SET EXERCISE: Convert all of the data below into a Markdown table with two columns headed "Row" and "Line." Number each non-blank line in sequence, omit blank lines, and exclude the pictures.

EXTRACTED INFORMATION:
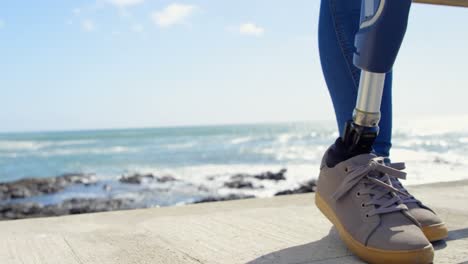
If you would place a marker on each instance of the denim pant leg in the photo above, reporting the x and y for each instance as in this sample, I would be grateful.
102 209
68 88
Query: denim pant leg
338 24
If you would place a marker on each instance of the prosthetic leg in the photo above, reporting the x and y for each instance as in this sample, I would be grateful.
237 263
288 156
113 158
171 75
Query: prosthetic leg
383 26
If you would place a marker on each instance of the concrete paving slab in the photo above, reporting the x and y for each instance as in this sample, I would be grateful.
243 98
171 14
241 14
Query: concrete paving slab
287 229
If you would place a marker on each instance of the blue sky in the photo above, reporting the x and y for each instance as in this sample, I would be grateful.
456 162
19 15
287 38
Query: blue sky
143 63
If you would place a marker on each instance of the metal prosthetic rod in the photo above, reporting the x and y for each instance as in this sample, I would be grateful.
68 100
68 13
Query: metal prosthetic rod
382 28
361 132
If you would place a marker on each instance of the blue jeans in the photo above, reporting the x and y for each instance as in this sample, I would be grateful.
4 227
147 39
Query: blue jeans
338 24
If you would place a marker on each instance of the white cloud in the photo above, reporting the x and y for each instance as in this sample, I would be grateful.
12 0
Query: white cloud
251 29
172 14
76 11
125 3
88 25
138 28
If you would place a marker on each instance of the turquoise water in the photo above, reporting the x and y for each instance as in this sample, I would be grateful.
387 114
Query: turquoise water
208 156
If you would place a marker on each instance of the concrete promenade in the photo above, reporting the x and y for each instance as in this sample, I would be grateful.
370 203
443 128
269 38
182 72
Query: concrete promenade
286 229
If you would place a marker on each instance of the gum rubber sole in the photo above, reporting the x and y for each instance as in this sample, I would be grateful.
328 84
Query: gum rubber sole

TASK RESULT:
| Row | Line |
|---|---|
| 1 | If you would place a marker on each instance of the denim pant leg in the photo above, reporting the x and y for each instance as in this sample, I would be grateful. |
| 2 | 102 209 |
| 3 | 68 88 |
| 4 | Query: denim pant leg |
| 5 | 338 24 |
| 6 | If you would place a marker on each instance of the prosthetic leg in the photo above, reporting the x and y for each instance as in this sample, I would be grateful. |
| 7 | 237 263 |
| 8 | 288 156 |
| 9 | 113 158 |
| 10 | 171 75 |
| 11 | Query: prosthetic leg |
| 12 | 383 26 |
| 13 | If you would place a marker on each instance of the concrete paving slab in the photo above, reporting the x and y for each instance as in this sample, I would be grateful. |
| 14 | 243 98 |
| 15 | 171 14 |
| 16 | 241 14 |
| 17 | Query: concrete paving slab |
| 18 | 287 229 |
| 19 | If you would place a marker on each instance of the blue sky in the photo above, reporting the x and y for each instance as in this sample, I would be grateful. |
| 20 | 456 162 |
| 21 | 19 15 |
| 22 | 287 38 |
| 23 | Query: blue sky |
| 24 | 143 63 |
| 25 | If you would place a marker on each instance of the metal prosthetic rod in the photo above, reporting the x and y for each instance as in this sample, I would be grateful. |
| 26 | 68 100 |
| 27 | 68 13 |
| 28 | Query: metal prosthetic rod |
| 29 | 382 28 |
| 30 | 361 132 |
| 31 | If you would place a marker on each instance of the blue jeans in the photo above, reporting the x and y for each instance as in this sample, I would be grateful. |
| 32 | 4 227 |
| 33 | 147 39 |
| 34 | Query: blue jeans |
| 35 | 338 24 |
| 36 | If you would place a marker on each instance of the white cloud in the photo above, reporting the x and y for each instance as in this sample, I would be grateful. |
| 37 | 12 0 |
| 38 | Query: white cloud |
| 39 | 251 29 |
| 40 | 172 14 |
| 41 | 76 11 |
| 42 | 125 3 |
| 43 | 88 25 |
| 44 | 138 28 |
| 45 | If you would place a marker on each instance of the turquoise water in the photo above, reporting the x and y for each instance as in this sample, I would be grateful. |
| 46 | 387 114 |
| 47 | Query: turquoise water |
| 48 | 208 156 |
| 49 | If you would place a marker on each instance of the concrete promenade in the photo above, reporting the x and y for each instance as in this sample, I would be grateful. |
| 50 | 370 203 |
| 51 | 443 128 |
| 52 | 269 38 |
| 53 | 182 72 |
| 54 | Query: concrete promenade |
| 55 | 286 229 |
| 56 | If you would place a marker on each instance of the gum rubber sole in the photo above, reporting the x and y for each instance as in this sample, I would be grateful. |
| 57 | 328 84 |
| 58 | Query: gum rubber sole |